To get back at him, Audubon concocted a story that he told Rafinesque about Ohio River tributaries being populated with mysterious fish species—a prank—and Rafinesque fell for it.

Rafinesque, known to be a naïve sort, published descriptions Audubon gave him of fake fishes. In time, the prank damaged the reputation of both individuals in their fields of study.

Around the Transylvania campus today, the spirit of Rafinesque remains alive. He’s called “Raf” for short. Today, his remains — though that fact is in dispute — are in a tomb on campus under the steps of the Old Morrison Building. With that, there is a story.

Steve Flairty is a teacher, public speaker and an author of seven books: a biography of Kentucky Afield host Tim Farmer and six in the Kentucky’s Everyday Heroes series, including a kids’ version. Steve’s “Kentucky’s Everyday Heroes #5,” was released in 2019. Steve is a senior correspondent for Kentucky Monthly, a weekly NKyTribune columnist and a former member of the Kentucky Humanities Council Speakers Bureau. Contact him at sflairty2001@yahoo.com or visit his Facebook page, “Kentucky in Common: Word Sketches in Tribute.”

Rafinesque died in Philadelphia of liver cancer in 1840 and was buried in Ronaldson’s Cemetery there. In 1924, however, friends of Transylvania saw fit to move what they thought, at least, were his bones back to the campus where he once taught. The tomb slab for the burial site today reads “Honor to whom honor is overdue.” His remains? Perhaps.

Julie Anderson, former Associate Registrar at Transylvania, seemed, like others around campus, to have a close relationship with the Rafinesque spirit while working there. “My office on Old Morrison sat right above Raf. We got along great, but every seven years he likes to mess with things,” she dead panned. “Every Halloween, they have a raffle to see who gets to spend the night in the tomb. Students love it.”

Author and Transy alum Georgia Green Stamper noted that Raf “has always been there. And there are those who used to say the light on the porch of Old Morrison would come mysteriously on when something ominous was going to happen.”

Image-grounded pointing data

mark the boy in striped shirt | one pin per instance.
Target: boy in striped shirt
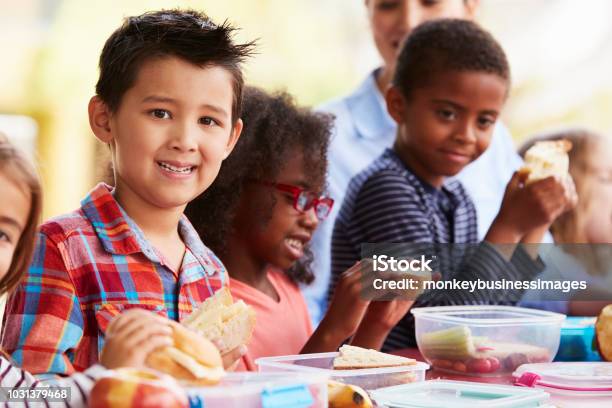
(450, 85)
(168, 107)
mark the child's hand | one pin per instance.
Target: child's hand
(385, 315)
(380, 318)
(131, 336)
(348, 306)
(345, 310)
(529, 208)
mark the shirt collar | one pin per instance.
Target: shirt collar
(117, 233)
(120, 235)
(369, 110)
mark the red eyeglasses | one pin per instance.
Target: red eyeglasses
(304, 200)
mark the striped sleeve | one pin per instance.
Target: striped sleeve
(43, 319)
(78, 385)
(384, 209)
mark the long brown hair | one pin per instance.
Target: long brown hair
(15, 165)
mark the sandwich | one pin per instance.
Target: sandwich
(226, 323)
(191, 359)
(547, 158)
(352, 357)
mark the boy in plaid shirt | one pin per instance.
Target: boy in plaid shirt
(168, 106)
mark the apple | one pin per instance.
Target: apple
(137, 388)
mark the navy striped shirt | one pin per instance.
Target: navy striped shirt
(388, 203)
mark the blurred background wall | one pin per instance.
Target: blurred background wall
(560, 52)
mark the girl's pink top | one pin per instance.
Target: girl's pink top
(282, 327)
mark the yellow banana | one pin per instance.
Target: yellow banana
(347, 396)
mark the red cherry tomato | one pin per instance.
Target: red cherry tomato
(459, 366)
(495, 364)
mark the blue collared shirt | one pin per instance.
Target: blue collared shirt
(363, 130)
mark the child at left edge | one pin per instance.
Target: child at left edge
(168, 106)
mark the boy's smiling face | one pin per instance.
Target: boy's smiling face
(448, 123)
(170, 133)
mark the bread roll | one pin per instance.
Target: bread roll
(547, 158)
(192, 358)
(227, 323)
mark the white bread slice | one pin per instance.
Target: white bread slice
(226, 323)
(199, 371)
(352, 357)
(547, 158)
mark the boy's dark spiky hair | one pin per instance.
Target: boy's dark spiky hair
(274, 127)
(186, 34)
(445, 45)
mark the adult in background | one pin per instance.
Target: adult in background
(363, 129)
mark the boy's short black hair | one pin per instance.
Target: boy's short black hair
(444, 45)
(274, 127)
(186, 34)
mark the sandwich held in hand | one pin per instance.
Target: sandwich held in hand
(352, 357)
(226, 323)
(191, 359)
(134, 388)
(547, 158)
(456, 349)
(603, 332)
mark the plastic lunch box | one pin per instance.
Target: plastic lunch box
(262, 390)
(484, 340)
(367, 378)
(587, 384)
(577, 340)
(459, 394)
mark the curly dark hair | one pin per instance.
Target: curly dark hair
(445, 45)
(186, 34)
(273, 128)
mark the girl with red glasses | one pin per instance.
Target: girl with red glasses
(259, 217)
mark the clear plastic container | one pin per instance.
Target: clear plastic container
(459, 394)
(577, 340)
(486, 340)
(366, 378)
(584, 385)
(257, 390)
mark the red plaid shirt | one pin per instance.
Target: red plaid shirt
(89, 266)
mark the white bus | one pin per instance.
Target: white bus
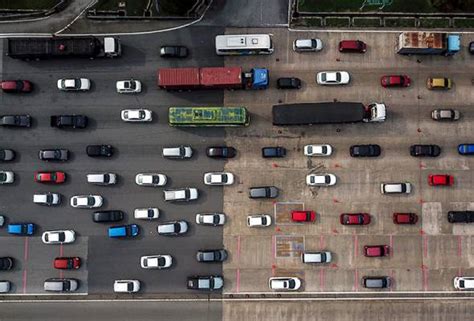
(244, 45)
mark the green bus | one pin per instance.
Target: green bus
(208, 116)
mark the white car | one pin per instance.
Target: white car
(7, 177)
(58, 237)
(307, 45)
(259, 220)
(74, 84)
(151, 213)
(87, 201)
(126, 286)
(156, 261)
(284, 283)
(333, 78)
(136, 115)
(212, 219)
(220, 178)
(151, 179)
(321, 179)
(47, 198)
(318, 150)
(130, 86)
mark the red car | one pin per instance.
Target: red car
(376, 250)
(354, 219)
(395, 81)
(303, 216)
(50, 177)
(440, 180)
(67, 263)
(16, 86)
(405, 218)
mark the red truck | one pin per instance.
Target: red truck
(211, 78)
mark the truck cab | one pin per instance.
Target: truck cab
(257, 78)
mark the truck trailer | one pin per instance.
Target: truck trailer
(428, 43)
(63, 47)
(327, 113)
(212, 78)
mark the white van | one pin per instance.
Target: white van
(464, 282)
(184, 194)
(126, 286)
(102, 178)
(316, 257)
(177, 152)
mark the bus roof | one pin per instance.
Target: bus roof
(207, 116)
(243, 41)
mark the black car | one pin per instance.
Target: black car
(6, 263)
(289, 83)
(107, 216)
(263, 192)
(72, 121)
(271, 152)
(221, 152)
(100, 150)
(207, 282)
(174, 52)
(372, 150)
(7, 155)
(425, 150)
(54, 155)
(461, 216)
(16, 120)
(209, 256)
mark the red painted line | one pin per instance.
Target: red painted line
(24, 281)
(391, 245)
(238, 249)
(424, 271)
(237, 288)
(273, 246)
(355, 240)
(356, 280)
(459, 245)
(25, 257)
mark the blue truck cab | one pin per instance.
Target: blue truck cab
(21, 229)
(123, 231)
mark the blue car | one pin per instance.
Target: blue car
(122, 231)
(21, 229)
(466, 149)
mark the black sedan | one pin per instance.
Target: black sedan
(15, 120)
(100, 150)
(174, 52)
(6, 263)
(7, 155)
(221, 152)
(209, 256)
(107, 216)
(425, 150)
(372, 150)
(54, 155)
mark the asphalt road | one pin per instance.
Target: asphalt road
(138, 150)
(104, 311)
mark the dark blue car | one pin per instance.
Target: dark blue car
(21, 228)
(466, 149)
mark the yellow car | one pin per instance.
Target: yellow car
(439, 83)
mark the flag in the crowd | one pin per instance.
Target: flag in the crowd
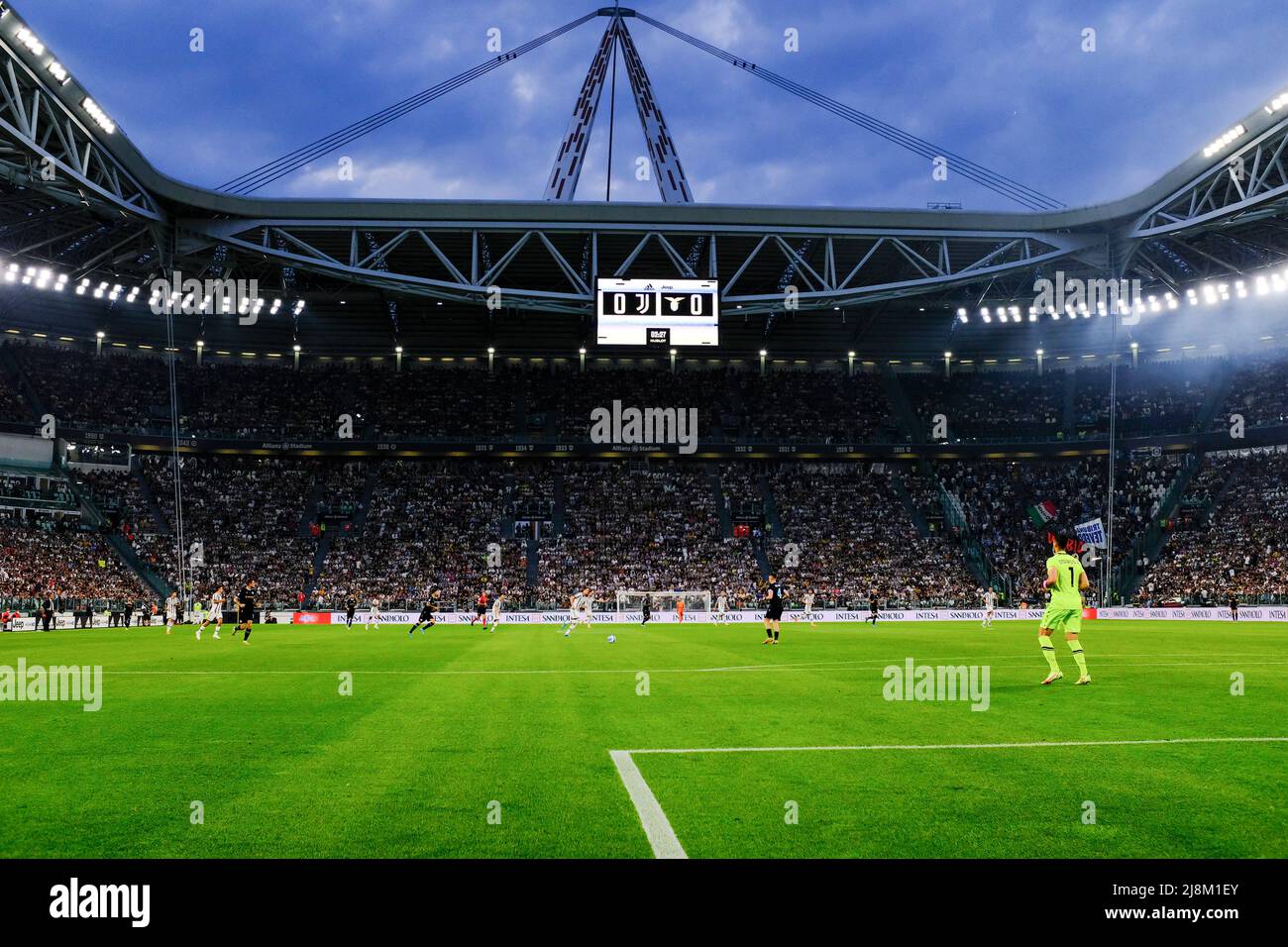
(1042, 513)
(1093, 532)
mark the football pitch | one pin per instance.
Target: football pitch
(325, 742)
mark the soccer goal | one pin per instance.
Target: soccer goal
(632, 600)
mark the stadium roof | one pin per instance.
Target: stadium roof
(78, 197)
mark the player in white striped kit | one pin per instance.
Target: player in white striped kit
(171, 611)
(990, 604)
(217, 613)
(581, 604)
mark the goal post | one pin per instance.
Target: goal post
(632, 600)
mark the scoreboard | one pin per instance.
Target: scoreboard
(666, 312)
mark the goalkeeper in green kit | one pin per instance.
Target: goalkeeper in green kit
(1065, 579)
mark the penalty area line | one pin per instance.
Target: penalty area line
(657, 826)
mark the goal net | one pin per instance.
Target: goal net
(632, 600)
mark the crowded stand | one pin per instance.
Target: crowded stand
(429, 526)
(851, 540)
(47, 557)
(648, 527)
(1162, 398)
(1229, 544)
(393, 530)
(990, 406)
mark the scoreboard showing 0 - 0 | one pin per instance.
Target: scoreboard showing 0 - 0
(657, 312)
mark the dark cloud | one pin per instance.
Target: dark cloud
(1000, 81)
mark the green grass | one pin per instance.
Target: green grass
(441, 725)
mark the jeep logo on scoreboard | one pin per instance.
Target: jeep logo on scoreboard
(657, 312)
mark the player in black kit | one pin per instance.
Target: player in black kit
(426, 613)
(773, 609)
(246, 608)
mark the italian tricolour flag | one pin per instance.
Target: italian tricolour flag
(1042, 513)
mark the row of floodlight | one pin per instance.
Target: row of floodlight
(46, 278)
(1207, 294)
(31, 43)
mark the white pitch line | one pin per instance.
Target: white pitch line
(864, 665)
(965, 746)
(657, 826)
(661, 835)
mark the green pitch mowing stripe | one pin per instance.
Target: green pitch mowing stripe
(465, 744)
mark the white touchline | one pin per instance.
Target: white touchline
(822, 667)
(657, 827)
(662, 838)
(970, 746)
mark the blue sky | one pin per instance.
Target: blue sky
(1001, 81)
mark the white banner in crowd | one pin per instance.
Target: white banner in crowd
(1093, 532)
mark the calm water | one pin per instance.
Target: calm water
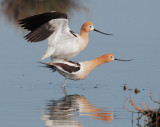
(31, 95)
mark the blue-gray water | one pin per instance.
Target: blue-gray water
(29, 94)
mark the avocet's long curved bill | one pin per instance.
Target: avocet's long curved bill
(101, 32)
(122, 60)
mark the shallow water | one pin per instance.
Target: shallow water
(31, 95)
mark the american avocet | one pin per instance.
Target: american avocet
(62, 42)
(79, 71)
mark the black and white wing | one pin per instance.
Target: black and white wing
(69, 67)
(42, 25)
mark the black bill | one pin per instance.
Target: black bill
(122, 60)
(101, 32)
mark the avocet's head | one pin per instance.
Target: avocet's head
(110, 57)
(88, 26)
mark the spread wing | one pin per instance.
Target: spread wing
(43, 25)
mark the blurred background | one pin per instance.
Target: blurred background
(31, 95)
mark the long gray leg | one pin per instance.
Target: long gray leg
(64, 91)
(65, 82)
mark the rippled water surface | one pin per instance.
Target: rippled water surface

### Problems and tasks
#1 List every person named in the text about Rafinesque and Transylvania, including Rafinesque himself.
#2 According to the text about Rafinesque and Transylvania, how did Rafinesque come to publish descriptions of fish that did not exist?
#3 Carry on the text about Rafinesque and Transylvania from its last sentence.

### Your written answers
#1 Rafinesque, Audubon, Steve Flairty, Tim Farmer, Julie Anderson, Georgia Green Stamper

#2 To get back at him, Audubon made up a story about mysterious fish species in Ohio River tributaries as a prank. Rafinesque, known to be a naïve sort, fell for it and published the descriptions Audubon gave him.

#3
Rafinesque mentioned in a book he wrote that he put a curse on the school for his poor treatment (there were rumored other reasons, too). Some point to tragedies on campus such as fires and even a murder that happened there in 1961 as Raf being true to his word. Interestingly, President Holley died of yellow fever actually died not long after leaving the school.

There is a café in the student center called The Rafskeller, and people at the school enjoy “Raf Week,’ where festivities surrounding the icon lead up to Halloween. In 2017, the school raised it a notch in Raf celebration when they named him, or a big-eared image of a bat, as the school’s new athletic mascot. The school had gone nearly two decades without having one. Rafinesque, it is known, had a passion for bats, even after they attacked him at Audubon’s home. Now the Raf mascot is a Transy student recruiting tool!

Here’s more background on Rafinesque. One might indeed say his life was full:

• Was born in Turkey in 1783, but spent his youth in France, where his father was born and was a successful merchant.

• His father died of yellow fever when Rafinesque was only 10.

• Lost a great collection of books, papers, and plant specimens in a shipwreck along America’s Atlantic Coast in 1815.

• Always odd, Rafinesque was known to wear a long coat with many pockets to temporarily store stashes of plant specimens to preserve and describe.

• Lost credibility when he said he deciphered a creation/migration story of the Delaware Indians who had inhabited Ohio but actually perpetuated a fraud.

• Published 900 scientific papers, along with some books, on topics of medicine, banking, archaeology, and the Hebrew language.

• Reportedly named 6,700 plants, several species of turtles and mammals, and 26 fishes native to Ohio.

One wonders if Rafinesque had behaved himself and not been fired at Transylvania, he might have, by his legitimate societal contributions, brought even greater and more positive acclaim to the school.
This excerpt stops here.